_Task statement_
Please retype the data below without changes, starting at the line that contains "each like (108,23)." and stopping after the last line of the data.

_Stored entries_
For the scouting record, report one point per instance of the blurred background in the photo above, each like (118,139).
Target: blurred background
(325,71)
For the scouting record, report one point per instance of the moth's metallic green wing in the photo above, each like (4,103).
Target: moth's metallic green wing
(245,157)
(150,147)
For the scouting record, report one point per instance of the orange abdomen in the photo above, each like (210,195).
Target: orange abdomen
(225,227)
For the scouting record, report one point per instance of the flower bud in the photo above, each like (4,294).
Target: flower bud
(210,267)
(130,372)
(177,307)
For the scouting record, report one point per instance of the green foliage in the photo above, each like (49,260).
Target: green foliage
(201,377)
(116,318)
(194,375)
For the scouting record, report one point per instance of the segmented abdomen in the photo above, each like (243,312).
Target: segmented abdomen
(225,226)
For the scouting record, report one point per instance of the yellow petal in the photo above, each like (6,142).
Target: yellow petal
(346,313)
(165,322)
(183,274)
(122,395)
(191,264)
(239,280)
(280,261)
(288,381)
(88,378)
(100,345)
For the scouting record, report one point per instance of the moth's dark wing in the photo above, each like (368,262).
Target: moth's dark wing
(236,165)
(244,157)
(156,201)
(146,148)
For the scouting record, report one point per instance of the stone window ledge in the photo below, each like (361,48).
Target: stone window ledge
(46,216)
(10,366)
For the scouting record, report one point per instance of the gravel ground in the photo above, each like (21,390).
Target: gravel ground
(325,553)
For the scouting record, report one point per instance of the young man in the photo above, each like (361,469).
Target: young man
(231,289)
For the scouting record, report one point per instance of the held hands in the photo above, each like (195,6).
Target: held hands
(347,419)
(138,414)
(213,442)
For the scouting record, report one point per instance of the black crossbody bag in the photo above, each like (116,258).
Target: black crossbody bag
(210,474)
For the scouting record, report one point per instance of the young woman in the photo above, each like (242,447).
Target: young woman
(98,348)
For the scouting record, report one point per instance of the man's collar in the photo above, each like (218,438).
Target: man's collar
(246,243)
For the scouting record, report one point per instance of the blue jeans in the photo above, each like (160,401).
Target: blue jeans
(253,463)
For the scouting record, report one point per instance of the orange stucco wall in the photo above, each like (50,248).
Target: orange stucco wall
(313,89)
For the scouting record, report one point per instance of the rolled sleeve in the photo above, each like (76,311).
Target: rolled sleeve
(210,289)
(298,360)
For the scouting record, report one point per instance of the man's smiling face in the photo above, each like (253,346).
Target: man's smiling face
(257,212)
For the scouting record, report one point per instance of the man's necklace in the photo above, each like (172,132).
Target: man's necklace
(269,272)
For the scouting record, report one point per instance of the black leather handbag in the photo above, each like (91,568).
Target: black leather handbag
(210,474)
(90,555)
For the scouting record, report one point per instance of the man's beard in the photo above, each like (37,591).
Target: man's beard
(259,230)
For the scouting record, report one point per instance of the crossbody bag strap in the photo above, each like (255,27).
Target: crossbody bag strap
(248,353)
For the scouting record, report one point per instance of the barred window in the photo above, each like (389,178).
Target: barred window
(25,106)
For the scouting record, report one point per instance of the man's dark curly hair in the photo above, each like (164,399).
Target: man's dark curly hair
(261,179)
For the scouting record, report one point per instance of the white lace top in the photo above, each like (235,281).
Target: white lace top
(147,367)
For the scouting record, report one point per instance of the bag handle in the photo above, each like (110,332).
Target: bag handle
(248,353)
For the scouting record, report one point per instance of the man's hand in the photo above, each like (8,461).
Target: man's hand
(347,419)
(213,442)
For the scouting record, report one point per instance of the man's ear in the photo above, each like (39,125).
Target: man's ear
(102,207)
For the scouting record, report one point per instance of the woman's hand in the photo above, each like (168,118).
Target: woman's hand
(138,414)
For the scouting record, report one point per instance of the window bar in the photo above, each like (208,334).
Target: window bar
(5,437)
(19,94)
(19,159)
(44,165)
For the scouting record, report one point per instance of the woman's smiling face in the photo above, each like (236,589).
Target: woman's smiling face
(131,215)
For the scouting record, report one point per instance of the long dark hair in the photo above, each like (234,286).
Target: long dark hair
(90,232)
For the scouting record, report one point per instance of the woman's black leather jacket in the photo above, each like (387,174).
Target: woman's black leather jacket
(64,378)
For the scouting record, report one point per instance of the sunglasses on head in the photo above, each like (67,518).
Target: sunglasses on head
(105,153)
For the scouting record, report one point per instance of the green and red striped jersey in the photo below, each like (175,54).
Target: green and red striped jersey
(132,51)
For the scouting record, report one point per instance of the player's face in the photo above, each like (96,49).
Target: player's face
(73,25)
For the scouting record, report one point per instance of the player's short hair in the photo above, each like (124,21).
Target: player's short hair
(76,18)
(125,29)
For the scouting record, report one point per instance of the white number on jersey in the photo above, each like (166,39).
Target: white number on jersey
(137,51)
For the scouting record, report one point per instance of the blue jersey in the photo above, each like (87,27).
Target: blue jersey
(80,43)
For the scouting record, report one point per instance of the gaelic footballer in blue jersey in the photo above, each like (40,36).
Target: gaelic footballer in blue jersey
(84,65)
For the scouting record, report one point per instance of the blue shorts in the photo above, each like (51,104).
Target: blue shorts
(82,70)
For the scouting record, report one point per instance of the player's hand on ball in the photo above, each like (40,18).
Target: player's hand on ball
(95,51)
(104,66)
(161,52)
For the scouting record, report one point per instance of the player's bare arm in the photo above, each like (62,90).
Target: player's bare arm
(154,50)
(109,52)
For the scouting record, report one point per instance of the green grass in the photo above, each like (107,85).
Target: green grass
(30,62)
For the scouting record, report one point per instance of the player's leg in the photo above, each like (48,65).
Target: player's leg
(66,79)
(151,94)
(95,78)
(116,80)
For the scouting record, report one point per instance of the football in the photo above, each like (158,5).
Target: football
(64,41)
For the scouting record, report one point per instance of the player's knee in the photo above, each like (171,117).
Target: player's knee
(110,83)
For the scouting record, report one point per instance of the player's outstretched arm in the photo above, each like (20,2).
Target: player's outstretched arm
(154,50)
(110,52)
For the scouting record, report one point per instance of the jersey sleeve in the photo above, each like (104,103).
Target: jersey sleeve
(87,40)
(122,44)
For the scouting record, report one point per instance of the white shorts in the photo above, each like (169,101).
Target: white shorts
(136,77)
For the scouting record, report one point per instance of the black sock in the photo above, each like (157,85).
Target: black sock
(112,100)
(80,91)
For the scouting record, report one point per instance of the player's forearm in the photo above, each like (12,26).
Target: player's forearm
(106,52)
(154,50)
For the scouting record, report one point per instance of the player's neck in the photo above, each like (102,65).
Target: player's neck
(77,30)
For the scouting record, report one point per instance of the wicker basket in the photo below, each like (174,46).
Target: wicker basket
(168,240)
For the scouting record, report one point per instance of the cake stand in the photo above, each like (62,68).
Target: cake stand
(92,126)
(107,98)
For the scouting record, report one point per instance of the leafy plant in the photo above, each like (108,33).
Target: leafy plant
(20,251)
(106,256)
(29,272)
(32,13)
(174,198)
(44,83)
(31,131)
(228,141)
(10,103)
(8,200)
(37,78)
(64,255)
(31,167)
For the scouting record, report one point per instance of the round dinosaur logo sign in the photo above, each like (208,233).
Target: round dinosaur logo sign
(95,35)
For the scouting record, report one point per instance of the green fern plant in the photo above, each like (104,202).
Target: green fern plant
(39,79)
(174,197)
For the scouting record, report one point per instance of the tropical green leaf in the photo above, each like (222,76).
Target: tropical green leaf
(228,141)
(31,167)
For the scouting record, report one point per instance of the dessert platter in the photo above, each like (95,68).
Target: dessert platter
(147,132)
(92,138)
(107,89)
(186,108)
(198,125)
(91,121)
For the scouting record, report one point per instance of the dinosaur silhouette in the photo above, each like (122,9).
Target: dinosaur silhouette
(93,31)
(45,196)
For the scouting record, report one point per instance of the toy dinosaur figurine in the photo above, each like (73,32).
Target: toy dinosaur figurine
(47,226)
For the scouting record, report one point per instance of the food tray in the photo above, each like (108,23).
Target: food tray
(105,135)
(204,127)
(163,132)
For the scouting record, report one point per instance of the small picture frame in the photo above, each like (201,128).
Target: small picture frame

_Solution to this exercise_
For the scouting record, report one point per instance of the food tray in the photo above, each like (108,23).
Target: food tray
(105,135)
(204,127)
(163,132)
For the scouting record, report one point per instance of the small picture frame in the photo above, each like (201,128).
Target: small picture frame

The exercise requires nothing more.